═══ Article

AFAM continues its "Food for Thought" interview series. Our next guest is Guilhem Bau, a Cl 215 alumnus and Georgia Tech Graduate, currently a Machine Learning Engineer at Blendid.
Blendid is a young startup company founded in 2015 in SF Bay Area. The company offers healthy on the go food (smoothies) "combining creativity of a chef with precision of a robot".
AFAM: What do you do on a daily basis for your job?
Guilhem: I usually work on diverse tasks that could be related to recommendation system, computer vision, mechatronics or operation management. I usually switch from one to the other during the day. The best part would definitely be recipe testing!
AFAM: Is working for a Food Company your initial choice or a coincidence?
Guilhem: It's actually a coincidence, the food industry was appealing to me but I was primarily looking for a tech position so a tech job in a food company was a great match
AFAM: What makes a company you work for unique?
Guilhem: We are a startup creating fully autonomous smoothies kiosk. As we are one of the first company to develop such kiosks it makes it pretty unique and different from other traditional food companies.
AFAM: Did the fact of being French help you get where you are now?
Guilhem: It's definitely helped to get the chance to receive high quality education in France. AFAM and the French community were also very helpful! I also assume that French Engineers have a good reputation in the Silicon Valley.
AFAM: What can you say about Food Industry in general in the US, how is it different from that in France? Any thoughts?
Guilhem: As I never worked in the food industry in France, it's hard to compare. I would say that the food industry in the US has a lot to offer, it has a wide range of products, standards and opportunities.
AFAM: Thank you, Guilhem, for sharing!
Photo: Paul Chinn for the Chronicle - Blendid kiosk at the USF campus
Curious about the smoothies robot? More info on our website https://www.myblendid.com/
Read other interviews in our "Food for Thought" series:
This Fall AFAM is launching its “FOOD FOR THOUGHT” interview series.
“FOOD FOR THOUGHT” is a way to unveil and understand what is behind some engineering jobs in the Food/Agriculture Industry in the US. AFAM has no intention of analyzing this big and complex industry but wants to gain some understanding of what it is to be an engineer in the Food sector, what opportunities it might open up and skills it requires.
Above all, “FOOD FOR THOUGHT” is a great way of getting acquainted with our diverse and vibrant gadz community in the US!

══════
═══ Excerpted records

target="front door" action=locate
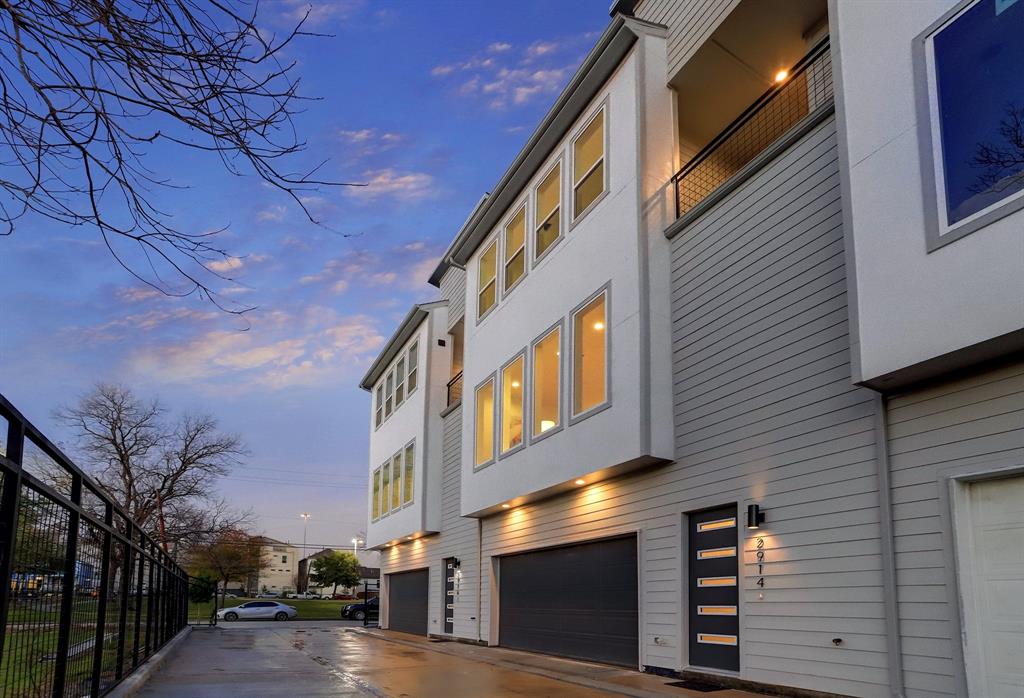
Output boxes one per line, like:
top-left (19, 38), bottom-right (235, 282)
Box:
top-left (688, 505), bottom-right (739, 671)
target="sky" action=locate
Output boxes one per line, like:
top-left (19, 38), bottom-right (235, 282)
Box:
top-left (0, 0), bottom-right (609, 547)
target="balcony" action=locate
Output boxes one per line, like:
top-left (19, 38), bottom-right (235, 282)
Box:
top-left (672, 38), bottom-right (833, 219)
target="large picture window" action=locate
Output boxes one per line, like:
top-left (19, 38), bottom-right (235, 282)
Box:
top-left (572, 291), bottom-right (608, 416)
top-left (473, 377), bottom-right (495, 466)
top-left (501, 354), bottom-right (526, 453)
top-left (919, 0), bottom-right (1024, 243)
top-left (531, 326), bottom-right (562, 436)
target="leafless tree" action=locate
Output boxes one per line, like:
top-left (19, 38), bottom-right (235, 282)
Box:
top-left (0, 0), bottom-right (360, 312)
top-left (55, 384), bottom-right (249, 555)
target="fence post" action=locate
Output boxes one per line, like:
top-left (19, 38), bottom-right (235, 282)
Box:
top-left (0, 419), bottom-right (25, 657)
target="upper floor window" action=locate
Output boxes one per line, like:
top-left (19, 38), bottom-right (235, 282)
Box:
top-left (572, 108), bottom-right (604, 218)
top-left (534, 161), bottom-right (562, 259)
top-left (476, 239), bottom-right (498, 317)
top-left (572, 291), bottom-right (608, 416)
top-left (504, 206), bottom-right (526, 291)
top-left (925, 0), bottom-right (1024, 242)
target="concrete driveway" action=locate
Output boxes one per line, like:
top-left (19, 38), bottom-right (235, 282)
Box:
top-left (138, 621), bottom-right (754, 698)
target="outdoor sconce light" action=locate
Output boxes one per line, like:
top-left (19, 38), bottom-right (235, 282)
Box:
top-left (746, 505), bottom-right (765, 528)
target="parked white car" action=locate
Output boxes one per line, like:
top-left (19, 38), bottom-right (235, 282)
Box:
top-left (217, 601), bottom-right (299, 620)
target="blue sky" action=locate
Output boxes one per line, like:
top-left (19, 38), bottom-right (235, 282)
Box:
top-left (0, 0), bottom-right (609, 544)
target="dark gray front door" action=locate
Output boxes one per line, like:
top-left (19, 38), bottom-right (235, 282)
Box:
top-left (387, 569), bottom-right (430, 635)
top-left (688, 505), bottom-right (739, 671)
top-left (498, 536), bottom-right (639, 667)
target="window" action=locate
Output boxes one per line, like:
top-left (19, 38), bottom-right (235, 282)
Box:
top-left (505, 206), bottom-right (526, 291)
top-left (925, 0), bottom-right (1024, 242)
top-left (370, 468), bottom-right (381, 521)
top-left (401, 443), bottom-right (416, 505)
top-left (572, 291), bottom-right (608, 416)
top-left (391, 451), bottom-right (401, 512)
top-left (572, 110), bottom-right (604, 218)
top-left (374, 384), bottom-right (384, 427)
top-left (502, 354), bottom-right (526, 453)
top-left (532, 328), bottom-right (562, 436)
top-left (474, 377), bottom-right (495, 466)
top-left (381, 461), bottom-right (391, 516)
top-left (476, 241), bottom-right (498, 317)
top-left (534, 162), bottom-right (562, 259)
top-left (394, 358), bottom-right (406, 409)
top-left (406, 342), bottom-right (420, 396)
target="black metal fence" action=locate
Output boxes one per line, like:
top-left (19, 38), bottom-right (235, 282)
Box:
top-left (0, 395), bottom-right (188, 698)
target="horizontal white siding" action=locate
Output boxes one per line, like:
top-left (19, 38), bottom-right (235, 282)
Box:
top-left (888, 362), bottom-right (1024, 698)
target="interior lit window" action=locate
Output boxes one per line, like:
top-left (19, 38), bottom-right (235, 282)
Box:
top-left (505, 207), bottom-right (526, 291)
top-left (534, 162), bottom-right (562, 259)
top-left (474, 378), bottom-right (495, 466)
top-left (406, 342), bottom-right (420, 396)
top-left (572, 293), bottom-right (608, 415)
top-left (572, 110), bottom-right (604, 218)
top-left (476, 241), bottom-right (498, 317)
top-left (370, 468), bottom-right (381, 519)
top-left (394, 358), bottom-right (406, 409)
top-left (502, 356), bottom-right (526, 453)
top-left (391, 451), bottom-right (401, 512)
top-left (401, 443), bottom-right (416, 505)
top-left (532, 328), bottom-right (562, 436)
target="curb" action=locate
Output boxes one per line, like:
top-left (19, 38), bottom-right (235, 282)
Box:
top-left (106, 625), bottom-right (193, 698)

══════

Stated task
In the interview with Guilhem Bau, what year was Blendid founded?

Task response
2015